## Tareas a realizar:
1 > Reproduce como lista numerada, sin las líneas en blanco, las líneas del listado que van desde su comienzo hasta la línea que contiene "M278 270L327 268L336", ambas incluidas.
2 > Continúa el texto sobre el cálculo del diámetro de un árbol N-ario a partir de su última línea.

## Texto de lectura:
* * * * *
La solución existirá en cualquiera de estos: 

  1. Diámetro de uno de los hijos del Node actual 
  2.  Suma de la altura de los dos subárboles más altos + 1 

Implementación:

C++

// C++ program to find the height of an N-ary
// tree
#include <bits/stdc++.h>
using namespace std;
 
// Structure of a node of an n-ary tree
struct Node
{
    char key;
    vector<Node *> child;
};
 
// Utility function to create a new tree node
Node *newNode(int key)
{
    Node *temp = new Node;
    temp->key = key;
    return temp;
}
 
// Utility function that will return the depth
// of the tree
int depthOfTree(struct Node *ptr)
{
    // Base case
    if (!ptr)
        return 0;
 
    int maxdepth = 0;
 
    // Check for all children and find
    // the maximum depth
    for (vector<Node*>::iterator it = ptr->child.begin();
                           it != ptr->child.end(); it++)
 
        maxdepth = max(maxdepth , depthOfTree(*it));
 
    return maxdepth + 1;
}
 
// Function to calculate the diameter
// of the tree
int diameter(struct Node *ptr)
{
    // Base case
    if (!ptr)
        return 0;
 
    // Find top two highest children
    int max1 = 0, max2 = 0;
    for (vector<Node*>::iterator it = ptr->child.begin();
                          it != ptr->child.end(); it++)
    {
        int h = depthOfTree(*it);
        if (h > max1)
           max2 = max1, max1 = h;
        else if (h > max2)
           max2 = h;
    }
 
    // Iterate over each child for diameter
    int maxChildDia = 0;
    for (vector<Node*>::iterator it = ptr->child.begin();
                           it != ptr->child.end(); it++)
        maxChildDia = max(maxChildDia, diameter(*it));
 
    return max(maxChildDia, max1 + max2 + 1);
}
 
// Driver program
int main()
* * * * *
## Material de trabajo:
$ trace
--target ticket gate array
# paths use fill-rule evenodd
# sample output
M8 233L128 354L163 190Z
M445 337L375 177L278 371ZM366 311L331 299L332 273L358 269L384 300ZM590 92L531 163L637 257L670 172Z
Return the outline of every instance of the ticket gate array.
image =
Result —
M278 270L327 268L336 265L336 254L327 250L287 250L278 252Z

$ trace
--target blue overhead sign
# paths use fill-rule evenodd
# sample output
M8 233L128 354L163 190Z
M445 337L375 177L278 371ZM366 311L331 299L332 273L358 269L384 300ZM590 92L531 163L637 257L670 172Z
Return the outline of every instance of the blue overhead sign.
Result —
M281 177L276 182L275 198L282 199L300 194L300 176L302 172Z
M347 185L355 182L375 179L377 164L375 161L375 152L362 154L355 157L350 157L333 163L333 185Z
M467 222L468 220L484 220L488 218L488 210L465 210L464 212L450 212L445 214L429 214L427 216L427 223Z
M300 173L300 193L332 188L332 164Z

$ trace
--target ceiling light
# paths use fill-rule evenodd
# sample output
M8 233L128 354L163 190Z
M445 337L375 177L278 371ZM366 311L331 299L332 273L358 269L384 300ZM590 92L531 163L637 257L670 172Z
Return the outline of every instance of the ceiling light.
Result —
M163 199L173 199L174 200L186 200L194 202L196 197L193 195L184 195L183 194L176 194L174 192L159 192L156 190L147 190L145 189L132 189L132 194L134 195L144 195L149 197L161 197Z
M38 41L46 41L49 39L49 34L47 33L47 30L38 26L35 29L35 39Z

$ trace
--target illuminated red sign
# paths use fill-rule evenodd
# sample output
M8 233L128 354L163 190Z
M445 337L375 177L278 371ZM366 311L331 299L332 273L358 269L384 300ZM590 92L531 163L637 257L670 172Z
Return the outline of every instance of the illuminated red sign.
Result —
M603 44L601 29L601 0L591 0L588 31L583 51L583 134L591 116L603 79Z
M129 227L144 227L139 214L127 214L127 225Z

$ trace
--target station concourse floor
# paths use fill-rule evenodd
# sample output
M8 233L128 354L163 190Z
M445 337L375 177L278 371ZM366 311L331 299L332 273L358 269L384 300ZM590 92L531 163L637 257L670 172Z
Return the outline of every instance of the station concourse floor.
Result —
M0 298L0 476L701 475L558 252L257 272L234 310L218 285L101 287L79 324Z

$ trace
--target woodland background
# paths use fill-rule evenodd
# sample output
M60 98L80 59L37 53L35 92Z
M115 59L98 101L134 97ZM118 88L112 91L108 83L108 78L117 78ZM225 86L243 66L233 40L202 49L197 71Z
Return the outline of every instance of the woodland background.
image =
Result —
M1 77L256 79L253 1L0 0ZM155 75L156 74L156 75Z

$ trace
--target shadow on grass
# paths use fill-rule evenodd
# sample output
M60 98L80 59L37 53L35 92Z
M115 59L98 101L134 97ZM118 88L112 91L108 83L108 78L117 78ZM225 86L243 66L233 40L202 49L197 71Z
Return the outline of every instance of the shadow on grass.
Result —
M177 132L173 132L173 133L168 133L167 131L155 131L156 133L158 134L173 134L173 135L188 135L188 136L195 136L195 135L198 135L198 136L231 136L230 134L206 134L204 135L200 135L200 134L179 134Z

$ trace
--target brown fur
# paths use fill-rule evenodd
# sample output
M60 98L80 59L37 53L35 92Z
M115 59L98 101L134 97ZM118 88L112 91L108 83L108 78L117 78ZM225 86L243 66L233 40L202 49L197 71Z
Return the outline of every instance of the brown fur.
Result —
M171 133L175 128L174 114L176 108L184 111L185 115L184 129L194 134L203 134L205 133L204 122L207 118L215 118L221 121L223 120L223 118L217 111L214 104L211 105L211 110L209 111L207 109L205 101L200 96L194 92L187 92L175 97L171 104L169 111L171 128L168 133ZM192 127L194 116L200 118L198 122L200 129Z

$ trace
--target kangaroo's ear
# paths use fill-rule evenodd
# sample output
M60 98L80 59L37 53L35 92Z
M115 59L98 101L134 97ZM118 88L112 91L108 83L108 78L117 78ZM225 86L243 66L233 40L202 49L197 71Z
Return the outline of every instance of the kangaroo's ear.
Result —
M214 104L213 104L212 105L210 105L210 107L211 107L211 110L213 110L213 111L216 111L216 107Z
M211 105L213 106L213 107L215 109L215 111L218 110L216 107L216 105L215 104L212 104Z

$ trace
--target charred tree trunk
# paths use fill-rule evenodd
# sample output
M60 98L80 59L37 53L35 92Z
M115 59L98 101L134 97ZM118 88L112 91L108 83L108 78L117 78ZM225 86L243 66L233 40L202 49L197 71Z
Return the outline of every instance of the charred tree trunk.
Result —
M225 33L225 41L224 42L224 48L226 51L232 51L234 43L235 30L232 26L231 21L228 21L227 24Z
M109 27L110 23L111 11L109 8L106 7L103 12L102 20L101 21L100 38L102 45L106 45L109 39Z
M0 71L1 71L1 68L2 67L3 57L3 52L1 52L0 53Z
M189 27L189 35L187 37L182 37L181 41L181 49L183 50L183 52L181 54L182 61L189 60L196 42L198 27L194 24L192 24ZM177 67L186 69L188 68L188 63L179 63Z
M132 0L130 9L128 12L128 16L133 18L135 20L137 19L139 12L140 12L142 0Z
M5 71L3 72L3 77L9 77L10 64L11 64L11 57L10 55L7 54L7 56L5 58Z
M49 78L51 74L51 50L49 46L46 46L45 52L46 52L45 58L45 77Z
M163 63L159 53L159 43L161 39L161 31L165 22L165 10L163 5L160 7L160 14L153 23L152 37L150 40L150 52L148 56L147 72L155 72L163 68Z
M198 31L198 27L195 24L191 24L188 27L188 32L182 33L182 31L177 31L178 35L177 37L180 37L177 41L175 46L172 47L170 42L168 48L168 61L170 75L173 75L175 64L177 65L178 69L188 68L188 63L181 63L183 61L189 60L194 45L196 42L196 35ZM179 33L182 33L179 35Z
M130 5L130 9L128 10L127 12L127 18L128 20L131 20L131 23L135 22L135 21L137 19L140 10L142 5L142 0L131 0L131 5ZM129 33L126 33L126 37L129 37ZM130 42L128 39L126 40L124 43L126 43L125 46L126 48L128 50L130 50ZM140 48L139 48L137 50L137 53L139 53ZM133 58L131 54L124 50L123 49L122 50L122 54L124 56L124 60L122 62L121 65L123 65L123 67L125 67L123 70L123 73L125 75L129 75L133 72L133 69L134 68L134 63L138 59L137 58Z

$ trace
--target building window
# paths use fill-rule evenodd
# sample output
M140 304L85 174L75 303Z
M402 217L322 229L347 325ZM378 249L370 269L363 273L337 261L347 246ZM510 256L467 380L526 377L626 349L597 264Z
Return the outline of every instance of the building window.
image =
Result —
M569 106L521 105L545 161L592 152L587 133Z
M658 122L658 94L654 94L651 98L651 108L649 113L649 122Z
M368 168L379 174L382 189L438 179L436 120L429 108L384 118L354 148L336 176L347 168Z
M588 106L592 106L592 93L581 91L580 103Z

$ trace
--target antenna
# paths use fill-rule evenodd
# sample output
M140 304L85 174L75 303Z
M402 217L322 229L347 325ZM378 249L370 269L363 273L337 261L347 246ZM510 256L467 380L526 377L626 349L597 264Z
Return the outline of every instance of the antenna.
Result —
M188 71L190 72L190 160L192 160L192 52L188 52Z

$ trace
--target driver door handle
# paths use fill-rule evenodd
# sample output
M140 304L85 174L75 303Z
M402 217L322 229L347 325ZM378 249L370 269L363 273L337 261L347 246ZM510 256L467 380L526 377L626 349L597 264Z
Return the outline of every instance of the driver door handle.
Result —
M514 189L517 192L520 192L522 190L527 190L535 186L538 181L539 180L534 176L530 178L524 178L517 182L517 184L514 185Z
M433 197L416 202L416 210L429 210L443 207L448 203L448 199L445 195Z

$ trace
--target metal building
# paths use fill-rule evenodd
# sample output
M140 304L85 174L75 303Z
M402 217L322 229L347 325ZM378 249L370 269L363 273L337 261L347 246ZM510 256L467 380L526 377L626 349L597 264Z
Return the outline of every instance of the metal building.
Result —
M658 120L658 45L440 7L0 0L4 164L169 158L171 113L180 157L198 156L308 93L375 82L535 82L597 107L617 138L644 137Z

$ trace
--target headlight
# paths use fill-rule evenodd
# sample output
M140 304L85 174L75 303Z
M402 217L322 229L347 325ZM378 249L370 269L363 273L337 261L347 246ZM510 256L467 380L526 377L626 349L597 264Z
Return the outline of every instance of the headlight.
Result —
* * * * *
## Respuestas por tarea:
1 >
1. $ trace
2. --target ticket gate array
3. # paths use fill-rule evenodd
4. # sample output
5. M8 233L128 354L163 190Z
6. M445 337L375 177L278 371ZM366 311L331 299L332 273L358 269L384 300ZM590 92L531 163L637 257L670 172Z
7. Return the outline of every instance of the ticket gate array.
8. image =
9. Result —
10. M278 270L327 268L336 265L336 254L327 250L287 250L278 252Z

2 >
{
    /*   Let us create below tree
    *           A
    *         / /  \  \
    *       B  F   D  E
    *      / \     |  /|\
    *     K  J    G  C H I
    *      /\            \
    *    N   M            L
    */
 
    Node *root = newNode('A');
    (root->child).push_back(newNode('B'));
    (root->child).push_back(newNode('F'));
    (root->child).push_back(newNode('D'));
    (root->child).push_back(newNode('E'));
    (root->child[0]->child).push_back(newNode('K'));
    (root->child[0]->child).push_back(newNode('J'));
    (root->child[2]->child).push_back(newNode('G'));
    (root->child[3]->child).push_back(newNode('C'));
    (root->child[3]->child).push_back(newNode('H'));
    (root->child[3]->child).push_back(newNode('I'));
    (root->child[0]->child[0]->child).push_back(newNode('N'));
    (root->child[0]->child[0]->child).push_back(newNode('M'));
    (root->child[3]->child[2]->child).push_back(newNode('L'));
 
    cout << diameter(root) << endl;
 
    return 0;
}

Java

// Java program to find the height of an N-ary
// tree
import java.util.*;
class GFG
{
 
// Structure of a node of an n-ary tree
static class Node
{
    char key;
    Vector<Node> child;
};
 
// Utility function to create a new tree node
static Node newNode(int key)
{
    Node temp = new Node();
    temp.key = (char) key;
    temp.child = new Vector<Node>();
    return temp;
}
 
// Utility function that will return the depth
// of the tree
static int depthOfTree(Node ptr)
{
    // Base case
    if (ptr == null)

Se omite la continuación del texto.